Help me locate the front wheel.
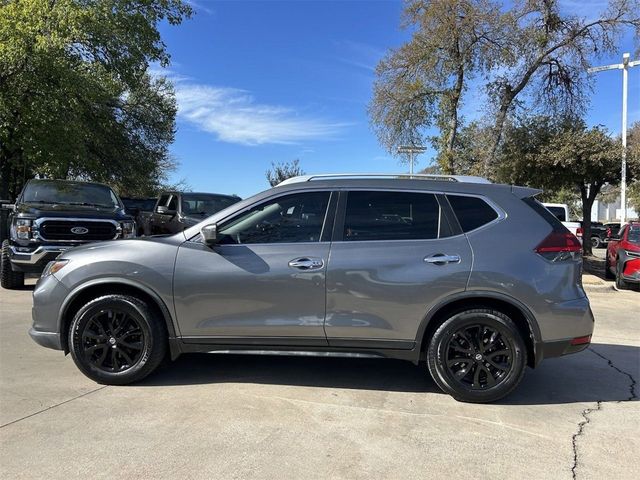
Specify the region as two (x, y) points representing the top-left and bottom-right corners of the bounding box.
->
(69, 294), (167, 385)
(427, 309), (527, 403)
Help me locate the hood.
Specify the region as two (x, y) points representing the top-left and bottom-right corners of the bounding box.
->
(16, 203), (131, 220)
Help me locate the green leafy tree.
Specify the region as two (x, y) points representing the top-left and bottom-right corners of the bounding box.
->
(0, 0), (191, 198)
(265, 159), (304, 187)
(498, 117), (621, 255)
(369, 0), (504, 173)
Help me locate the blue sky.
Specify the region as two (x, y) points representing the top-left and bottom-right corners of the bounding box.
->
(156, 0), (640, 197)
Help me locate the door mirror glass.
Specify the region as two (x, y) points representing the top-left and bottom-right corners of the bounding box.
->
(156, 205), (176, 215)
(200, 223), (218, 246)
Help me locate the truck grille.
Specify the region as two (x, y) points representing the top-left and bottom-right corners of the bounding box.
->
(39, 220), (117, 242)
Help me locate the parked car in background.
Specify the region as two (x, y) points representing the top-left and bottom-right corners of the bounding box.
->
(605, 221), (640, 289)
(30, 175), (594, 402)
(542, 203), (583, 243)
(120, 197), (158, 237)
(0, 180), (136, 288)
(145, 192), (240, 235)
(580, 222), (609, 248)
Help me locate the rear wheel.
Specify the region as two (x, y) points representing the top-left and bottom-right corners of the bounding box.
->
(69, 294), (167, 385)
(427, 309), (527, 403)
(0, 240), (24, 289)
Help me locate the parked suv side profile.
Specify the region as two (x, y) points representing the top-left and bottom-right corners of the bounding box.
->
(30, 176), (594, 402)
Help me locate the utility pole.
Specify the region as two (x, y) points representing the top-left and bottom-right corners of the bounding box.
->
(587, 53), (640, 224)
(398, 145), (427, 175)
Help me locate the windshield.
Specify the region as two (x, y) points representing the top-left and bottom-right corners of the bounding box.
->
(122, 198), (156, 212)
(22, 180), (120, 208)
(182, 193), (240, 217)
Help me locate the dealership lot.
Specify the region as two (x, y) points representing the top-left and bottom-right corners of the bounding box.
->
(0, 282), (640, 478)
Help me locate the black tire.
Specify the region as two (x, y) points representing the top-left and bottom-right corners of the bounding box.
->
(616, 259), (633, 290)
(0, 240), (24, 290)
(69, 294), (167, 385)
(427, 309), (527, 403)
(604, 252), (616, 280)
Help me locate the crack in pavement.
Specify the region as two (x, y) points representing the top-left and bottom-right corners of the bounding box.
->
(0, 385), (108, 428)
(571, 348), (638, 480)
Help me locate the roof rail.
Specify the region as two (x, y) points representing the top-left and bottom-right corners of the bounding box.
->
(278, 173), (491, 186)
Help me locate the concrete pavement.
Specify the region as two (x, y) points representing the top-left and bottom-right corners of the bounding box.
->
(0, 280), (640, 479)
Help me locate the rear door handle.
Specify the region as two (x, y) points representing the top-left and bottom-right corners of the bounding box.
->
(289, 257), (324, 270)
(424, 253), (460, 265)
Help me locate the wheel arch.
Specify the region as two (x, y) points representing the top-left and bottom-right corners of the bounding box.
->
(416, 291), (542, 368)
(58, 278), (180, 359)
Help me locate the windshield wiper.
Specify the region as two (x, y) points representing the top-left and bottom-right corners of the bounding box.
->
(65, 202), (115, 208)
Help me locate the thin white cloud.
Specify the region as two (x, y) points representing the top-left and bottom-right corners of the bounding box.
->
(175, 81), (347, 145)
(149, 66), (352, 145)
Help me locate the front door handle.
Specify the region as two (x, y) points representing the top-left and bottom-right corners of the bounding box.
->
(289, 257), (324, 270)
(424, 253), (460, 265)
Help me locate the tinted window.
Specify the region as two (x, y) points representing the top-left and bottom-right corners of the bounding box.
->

Exercise requirements ▸
Render every line of the records above as a Markdown table with the columns Row and Line, numbering the rows in order and skipping blank lines. Omit the pictures.

Answer for the task ▸
| Row | Line |
|---|---|
| 1 | Help me locate the front wheel. |
| 2 | Specify the region as two (x, y) points representing the top-left and bottom-right corners of the bounding box. |
| 3 | -> |
| 4 | (69, 294), (167, 385) |
| 5 | (427, 309), (527, 403) |
| 6 | Help me locate the hood. |
| 7 | Specify the region as two (x, y) points representing the top-left and bottom-right corners of the bounding box. |
| 8 | -> |
| 9 | (16, 203), (131, 220) |
| 10 | Help me locate the green leafy tree. |
| 11 | Specify the region as two (x, y) points representing the top-left and bottom-right corners of the bounding box. |
| 12 | -> |
| 13 | (0, 0), (191, 198) |
| 14 | (265, 159), (304, 187) |
| 15 | (498, 117), (621, 255) |
| 16 | (369, 0), (504, 173) |
| 17 | Help me locate the blue sky. |
| 18 | Specify the region as two (x, y) points representing the top-left and bottom-right corners of the bounding box. |
| 19 | -> |
| 20 | (156, 0), (640, 197) |
| 21 | Help me locate the door mirror glass. |
| 22 | Specify the region as two (x, y) points representing the top-left and bottom-right corners of the bounding box. |
| 23 | -> |
| 24 | (156, 205), (176, 215) |
| 25 | (200, 223), (218, 246) |
| 26 | Help me locate the truck grille. |
| 27 | Specify the region as two (x, y) points representing the top-left and bottom-right corners of the bounding box. |
| 28 | -> |
| 29 | (39, 220), (117, 242) |
| 30 | Help me locate the parked car in background. |
| 31 | Specify the region as two (x, y) points representing the top-left and bottom-right corners of the bounding box. |
| 32 | -> |
| 33 | (605, 221), (640, 289) |
| 34 | (30, 175), (594, 402) |
| 35 | (542, 203), (583, 243) |
| 36 | (120, 197), (158, 237) |
| 37 | (0, 180), (136, 288) |
| 38 | (145, 192), (240, 235) |
| 39 | (580, 222), (609, 248) |
| 40 | Help me locate the rear wheel. |
| 41 | Specify the region as two (x, y) points representing the top-left and bottom-right corners of the bounding box. |
| 42 | -> |
| 43 | (69, 294), (167, 385) |
| 44 | (427, 309), (527, 403) |
| 45 | (0, 240), (24, 289) |
| 46 | Help me locate the parked suv side profile. |
| 47 | Specify the region as two (x, y) points representing the top-left and bottom-right corners of the bounding box. |
| 48 | -> |
| 49 | (30, 176), (594, 402) |
| 50 | Help me locate the utility pole. |
| 51 | Specify the region as two (x, y) points representing the top-left and bottom-right corners of the bounding box. |
| 52 | -> |
| 53 | (587, 53), (640, 224) |
| 54 | (398, 145), (427, 175) |
| 55 | Help me locate the windshield. |
| 56 | Specify the region as two (x, y) points representing the top-left and bottom-right corners of the bounding box. |
| 57 | -> |
| 58 | (122, 198), (156, 212) |
| 59 | (22, 180), (120, 208) |
| 60 | (182, 193), (240, 217) |
| 61 | Help me locate the dealership lot. |
| 62 | Specify the region as two (x, y) points representing the top-left and bottom-right corners of the bounding box. |
| 63 | -> |
| 64 | (0, 282), (640, 478) |
| 65 | Help me locate the black tire. |
| 66 | Specify the region as two (x, y) points representing the top-left and bottom-right corners of the bounding box. |
| 67 | -> |
| 68 | (616, 259), (633, 290) |
| 69 | (0, 240), (24, 290) |
| 70 | (69, 294), (167, 385) |
| 71 | (427, 309), (527, 403) |
| 72 | (604, 252), (616, 280) |
| 73 | Help me locate the crack in pavement. |
| 74 | Specify the region as two (x, y) points representing the top-left and bottom-right corners of the bounding box. |
| 75 | -> |
| 76 | (0, 385), (108, 428) |
| 77 | (571, 348), (638, 480) |
| 78 | Help me locate the roof rail. |
| 79 | Specify the region as two (x, y) points representing the top-left and bottom-right corners of the bounding box. |
| 80 | -> |
| 81 | (278, 173), (491, 186) |
| 82 | Help me locate the concrete pavement. |
| 83 | Specify the region as two (x, y) points representing the top-left and bottom-right corners of the bounding box. |
| 84 | -> |
| 85 | (0, 280), (640, 479) |
| 86 | Help me locate the rear door handle. |
| 87 | Specify the region as two (x, y) points representing the top-left and bottom-right corners of the bounding box. |
| 88 | -> |
| 89 | (289, 257), (324, 270) |
| 90 | (424, 253), (460, 265) |
| 91 | Help me locate the wheel arch. |
| 92 | Specify the region as two (x, y) points representing the top-left and bottom-right corners of the bounding box. |
| 93 | -> |
| 94 | (416, 291), (542, 368) |
| 95 | (58, 278), (180, 359) |
| 96 | Help me locate the windshield wiper. |
| 97 | Specify the region as two (x, y) points representing the top-left and bottom-right corners of the bounding box. |
| 98 | -> |
| 99 | (65, 202), (115, 208) |
| 100 | Help me locate the thin white cloud. |
| 101 | Specify the region as two (x, y) points representing the top-left and bottom-right corners of the bounding box. |
| 102 | -> |
| 103 | (175, 81), (347, 145) |
| 104 | (149, 66), (352, 145) |
| 105 | Help me locate the front door handle. |
| 106 | Specify the region as two (x, y) points representing the top-left and bottom-right corners of the bounding box. |
| 107 | -> |
| 108 | (289, 257), (324, 270) |
| 109 | (424, 253), (460, 265) |
| 110 | Help me locate the tinted window. |
| 111 | Specify the region as two (x, y) points representing the top-left and bottom-right corners of the bounding box. |
| 112 | -> |